> _Job A_
The passage below is about South Australia's new premier. How many years of Labor government does the passage attribute "folly and mismanagement" to?

# Start of Page

South Australia’s new premier, Liberal Steven Marshall, will have his hands full settling in and, if he is smart, identifying the Labor and Greens stay-behind operatives in the public service who will need to be shown the door. No doubt, too, he recognises no mere re-routing of the Torrens can clean the Augean stable so thickly crusted with the barnyard fruits of Labor’s 16 years of folly and mismanagement. Still, amidst those challenges, he would be well advised to look both back and to the east, where Victoria provides a sobering example of what happens to Liberals who, yearning to be loved,  make nice with their sworn enemies.

# End of Page
# Start of Data to process

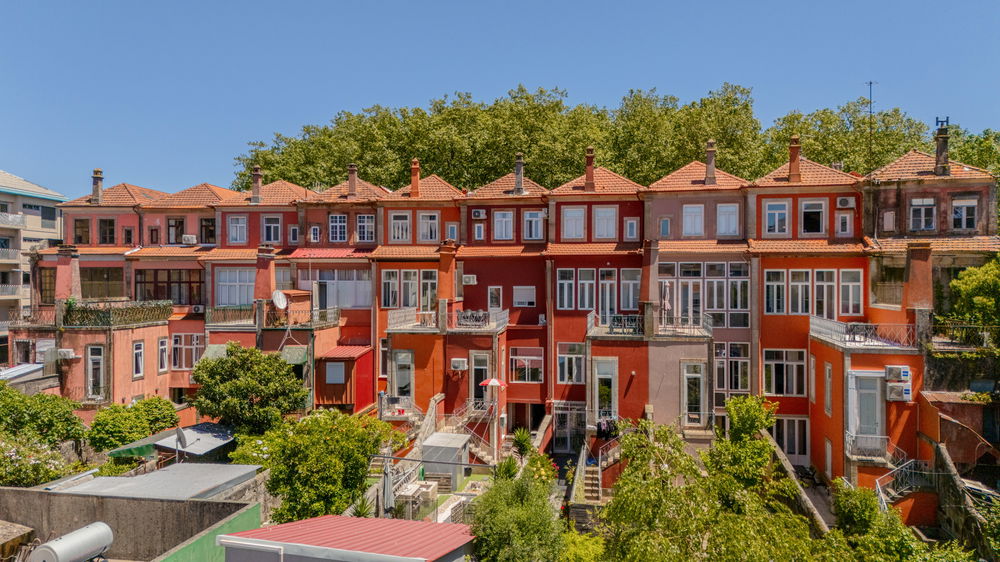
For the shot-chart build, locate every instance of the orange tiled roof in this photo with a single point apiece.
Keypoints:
(605, 181)
(692, 178)
(121, 195)
(593, 248)
(432, 188)
(917, 165)
(805, 246)
(501, 251)
(201, 195)
(504, 187)
(812, 173)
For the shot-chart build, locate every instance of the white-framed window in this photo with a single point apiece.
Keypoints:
(272, 229)
(503, 225)
(776, 217)
(237, 231)
(565, 285)
(694, 220)
(774, 292)
(727, 219)
(850, 292)
(527, 364)
(399, 227)
(338, 228)
(365, 228)
(570, 359)
(812, 216)
(922, 213)
(138, 359)
(798, 291)
(606, 223)
(574, 223)
(784, 372)
(524, 296)
(429, 230)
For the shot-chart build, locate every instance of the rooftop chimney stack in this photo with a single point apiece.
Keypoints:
(414, 178)
(255, 190)
(588, 181)
(98, 186)
(710, 163)
(519, 174)
(794, 170)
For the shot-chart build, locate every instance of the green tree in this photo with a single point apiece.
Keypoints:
(247, 389)
(318, 464)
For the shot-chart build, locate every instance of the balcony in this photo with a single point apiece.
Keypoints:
(861, 335)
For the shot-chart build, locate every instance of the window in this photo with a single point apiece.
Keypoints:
(922, 214)
(533, 225)
(338, 228)
(727, 219)
(399, 227)
(526, 364)
(524, 296)
(605, 222)
(813, 217)
(207, 231)
(237, 230)
(774, 292)
(850, 292)
(570, 360)
(573, 223)
(784, 372)
(187, 350)
(137, 359)
(366, 228)
(585, 289)
(81, 231)
(272, 229)
(429, 227)
(694, 220)
(503, 225)
(798, 291)
(776, 218)
(963, 214)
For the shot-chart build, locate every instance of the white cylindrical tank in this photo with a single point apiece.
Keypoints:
(82, 544)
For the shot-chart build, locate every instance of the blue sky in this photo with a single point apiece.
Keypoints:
(165, 94)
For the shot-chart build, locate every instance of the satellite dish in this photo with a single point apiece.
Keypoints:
(280, 300)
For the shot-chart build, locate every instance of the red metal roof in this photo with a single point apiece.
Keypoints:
(389, 537)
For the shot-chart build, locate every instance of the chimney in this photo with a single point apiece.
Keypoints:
(588, 181)
(352, 180)
(519, 174)
(98, 186)
(414, 178)
(941, 167)
(794, 172)
(710, 163)
(255, 190)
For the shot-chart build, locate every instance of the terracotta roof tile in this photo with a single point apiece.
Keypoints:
(917, 165)
(692, 178)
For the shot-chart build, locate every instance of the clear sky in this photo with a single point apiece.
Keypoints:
(165, 94)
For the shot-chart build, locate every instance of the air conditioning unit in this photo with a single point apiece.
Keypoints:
(898, 392)
(846, 202)
(900, 373)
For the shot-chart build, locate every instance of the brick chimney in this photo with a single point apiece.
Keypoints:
(710, 162)
(98, 186)
(588, 181)
(414, 178)
(794, 150)
(941, 167)
(255, 190)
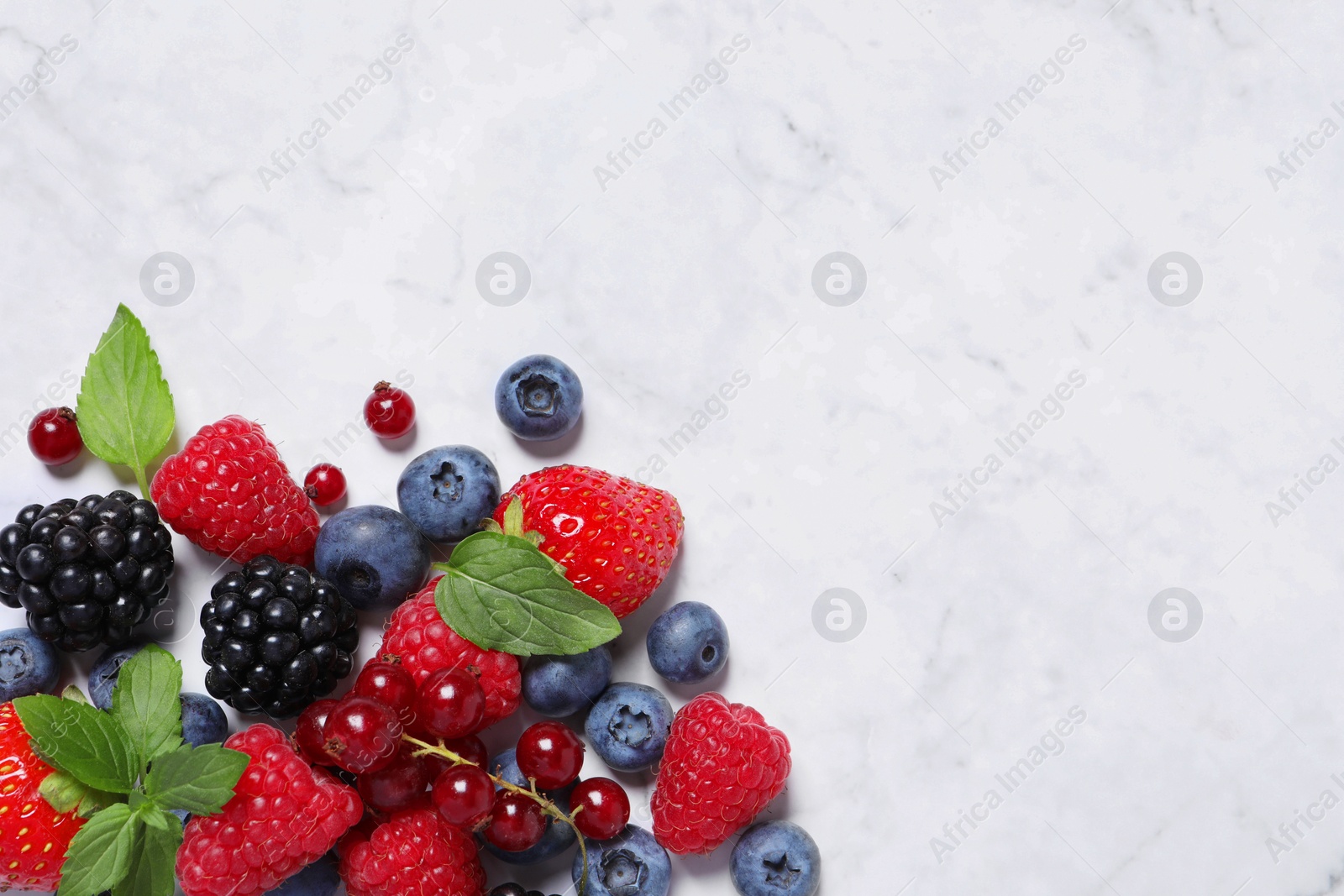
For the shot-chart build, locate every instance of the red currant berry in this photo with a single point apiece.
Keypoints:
(54, 437)
(396, 786)
(389, 411)
(464, 795)
(550, 754)
(324, 484)
(362, 734)
(391, 684)
(606, 809)
(308, 732)
(470, 748)
(517, 822)
(450, 703)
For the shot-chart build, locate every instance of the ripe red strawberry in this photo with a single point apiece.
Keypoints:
(721, 768)
(33, 835)
(416, 853)
(228, 492)
(421, 641)
(616, 537)
(284, 815)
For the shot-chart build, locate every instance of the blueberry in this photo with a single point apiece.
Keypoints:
(319, 879)
(629, 864)
(539, 398)
(559, 687)
(448, 490)
(558, 836)
(776, 859)
(374, 555)
(689, 642)
(629, 726)
(29, 664)
(102, 678)
(203, 720)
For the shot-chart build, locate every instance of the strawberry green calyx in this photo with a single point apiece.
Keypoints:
(514, 526)
(127, 772)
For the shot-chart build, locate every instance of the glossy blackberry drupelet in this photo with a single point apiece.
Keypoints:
(277, 638)
(87, 571)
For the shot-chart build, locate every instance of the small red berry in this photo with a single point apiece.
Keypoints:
(396, 786)
(54, 437)
(391, 684)
(324, 484)
(470, 748)
(464, 795)
(517, 822)
(550, 754)
(605, 808)
(308, 732)
(362, 734)
(450, 703)
(389, 411)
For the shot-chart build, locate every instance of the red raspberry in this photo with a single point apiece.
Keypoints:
(228, 492)
(416, 853)
(284, 815)
(421, 641)
(33, 835)
(721, 768)
(616, 537)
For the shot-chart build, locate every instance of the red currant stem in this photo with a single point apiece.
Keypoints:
(548, 806)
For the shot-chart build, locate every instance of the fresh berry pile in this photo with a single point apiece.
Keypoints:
(284, 815)
(394, 775)
(228, 492)
(276, 638)
(87, 571)
(616, 537)
(34, 837)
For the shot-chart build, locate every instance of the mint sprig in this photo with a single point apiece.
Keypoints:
(127, 770)
(501, 593)
(124, 410)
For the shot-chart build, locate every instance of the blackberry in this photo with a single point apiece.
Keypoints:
(87, 571)
(277, 638)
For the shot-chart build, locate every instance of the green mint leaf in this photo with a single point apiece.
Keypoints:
(199, 779)
(124, 407)
(501, 593)
(66, 793)
(81, 741)
(152, 856)
(100, 853)
(147, 703)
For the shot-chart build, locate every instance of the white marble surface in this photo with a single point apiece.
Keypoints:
(696, 262)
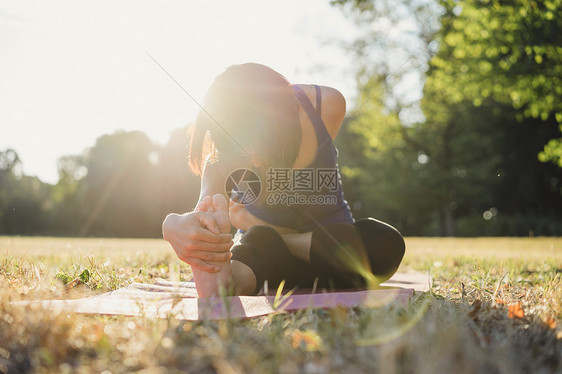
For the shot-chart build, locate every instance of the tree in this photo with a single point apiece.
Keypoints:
(453, 169)
(508, 51)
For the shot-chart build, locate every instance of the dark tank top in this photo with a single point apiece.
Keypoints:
(302, 199)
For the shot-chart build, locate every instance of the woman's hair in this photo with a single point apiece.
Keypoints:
(249, 116)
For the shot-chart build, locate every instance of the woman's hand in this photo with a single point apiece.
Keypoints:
(197, 239)
(241, 218)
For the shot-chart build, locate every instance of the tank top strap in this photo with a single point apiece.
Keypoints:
(314, 114)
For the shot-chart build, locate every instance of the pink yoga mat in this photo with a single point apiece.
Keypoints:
(180, 299)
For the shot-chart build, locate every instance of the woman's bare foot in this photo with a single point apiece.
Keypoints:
(211, 284)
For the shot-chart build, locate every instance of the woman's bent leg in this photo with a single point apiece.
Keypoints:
(356, 255)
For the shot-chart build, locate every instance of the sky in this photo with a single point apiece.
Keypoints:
(71, 71)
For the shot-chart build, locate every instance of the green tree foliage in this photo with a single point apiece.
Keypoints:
(23, 200)
(123, 186)
(469, 166)
(508, 51)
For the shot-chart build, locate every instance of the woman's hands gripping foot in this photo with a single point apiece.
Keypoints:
(207, 283)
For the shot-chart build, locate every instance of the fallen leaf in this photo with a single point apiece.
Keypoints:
(550, 323)
(515, 311)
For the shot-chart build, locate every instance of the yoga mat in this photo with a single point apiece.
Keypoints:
(180, 299)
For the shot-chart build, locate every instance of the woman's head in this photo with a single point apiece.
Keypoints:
(251, 113)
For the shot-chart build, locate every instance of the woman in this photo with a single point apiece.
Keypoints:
(299, 229)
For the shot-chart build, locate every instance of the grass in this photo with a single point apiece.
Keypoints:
(495, 307)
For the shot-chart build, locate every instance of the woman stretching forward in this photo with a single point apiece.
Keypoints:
(265, 139)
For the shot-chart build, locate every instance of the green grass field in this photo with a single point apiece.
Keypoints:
(495, 307)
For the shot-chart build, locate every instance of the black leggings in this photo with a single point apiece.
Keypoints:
(342, 256)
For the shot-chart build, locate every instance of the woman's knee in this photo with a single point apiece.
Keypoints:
(384, 244)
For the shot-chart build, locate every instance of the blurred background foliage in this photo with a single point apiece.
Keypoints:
(456, 130)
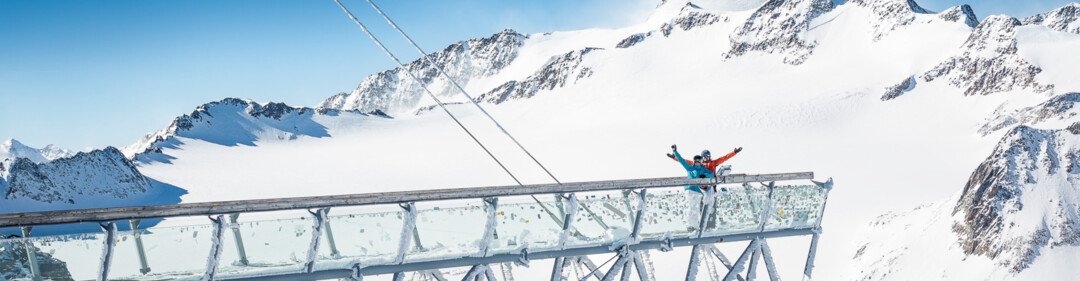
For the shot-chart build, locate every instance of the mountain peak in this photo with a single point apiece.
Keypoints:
(12, 149)
(958, 13)
(1065, 18)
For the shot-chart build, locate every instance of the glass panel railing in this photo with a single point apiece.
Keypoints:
(369, 235)
(279, 241)
(796, 206)
(669, 212)
(174, 249)
(58, 257)
(604, 217)
(448, 229)
(528, 222)
(272, 242)
(737, 209)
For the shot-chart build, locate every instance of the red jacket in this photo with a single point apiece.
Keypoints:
(713, 164)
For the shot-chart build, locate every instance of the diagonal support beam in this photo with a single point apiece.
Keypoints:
(107, 245)
(30, 256)
(769, 265)
(408, 227)
(215, 248)
(144, 265)
(741, 263)
(238, 239)
(316, 232)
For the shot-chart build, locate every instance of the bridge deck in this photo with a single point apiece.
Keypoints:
(327, 236)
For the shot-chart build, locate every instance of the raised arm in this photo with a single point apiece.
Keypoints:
(726, 157)
(678, 158)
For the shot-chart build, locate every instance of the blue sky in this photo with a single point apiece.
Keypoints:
(92, 74)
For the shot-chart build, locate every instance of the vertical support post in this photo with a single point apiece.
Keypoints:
(616, 268)
(752, 273)
(488, 273)
(769, 265)
(408, 226)
(592, 267)
(110, 241)
(810, 256)
(706, 203)
(356, 272)
(491, 204)
(30, 256)
(215, 248)
(738, 267)
(316, 233)
(643, 272)
(808, 270)
(329, 240)
(238, 239)
(144, 266)
(626, 265)
(635, 233)
(767, 210)
(568, 216)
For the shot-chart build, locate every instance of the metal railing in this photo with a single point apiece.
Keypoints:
(630, 249)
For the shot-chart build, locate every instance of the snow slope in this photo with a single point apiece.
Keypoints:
(603, 104)
(799, 83)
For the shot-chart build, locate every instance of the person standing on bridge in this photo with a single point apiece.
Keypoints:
(709, 162)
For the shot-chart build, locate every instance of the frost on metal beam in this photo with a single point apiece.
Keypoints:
(53, 217)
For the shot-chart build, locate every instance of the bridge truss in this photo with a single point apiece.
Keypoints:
(429, 235)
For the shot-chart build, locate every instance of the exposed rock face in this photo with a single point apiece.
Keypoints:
(14, 263)
(11, 149)
(233, 121)
(777, 28)
(988, 62)
(1003, 210)
(1064, 18)
(1063, 109)
(960, 14)
(899, 89)
(891, 14)
(94, 174)
(558, 71)
(689, 17)
(393, 91)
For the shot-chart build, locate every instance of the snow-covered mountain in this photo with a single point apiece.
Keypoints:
(900, 104)
(1065, 18)
(233, 121)
(988, 62)
(11, 149)
(1017, 217)
(102, 177)
(393, 91)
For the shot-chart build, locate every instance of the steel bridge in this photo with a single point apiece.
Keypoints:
(477, 232)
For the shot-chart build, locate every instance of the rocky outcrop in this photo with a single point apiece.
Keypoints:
(900, 89)
(14, 264)
(233, 121)
(988, 62)
(690, 16)
(1064, 18)
(393, 91)
(960, 14)
(558, 71)
(103, 173)
(777, 28)
(1003, 212)
(890, 14)
(1061, 109)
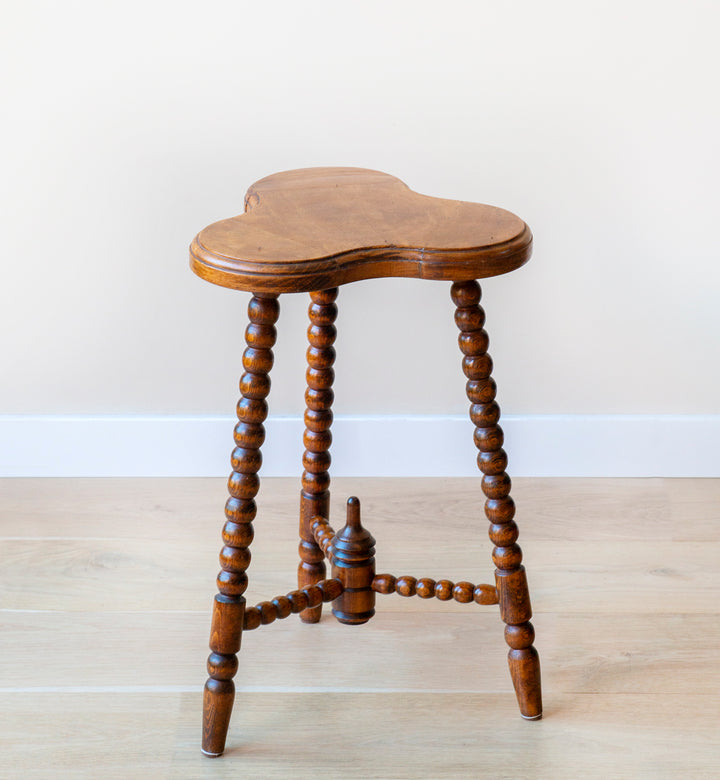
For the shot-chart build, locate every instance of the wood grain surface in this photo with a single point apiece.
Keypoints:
(104, 669)
(317, 228)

# End of Data to process

> _Job B_
Count how many lines of the listing above contain the string "yoga". Case counts. Reply with the number only.

> _Full response A_
16 years

> _Full response B_
2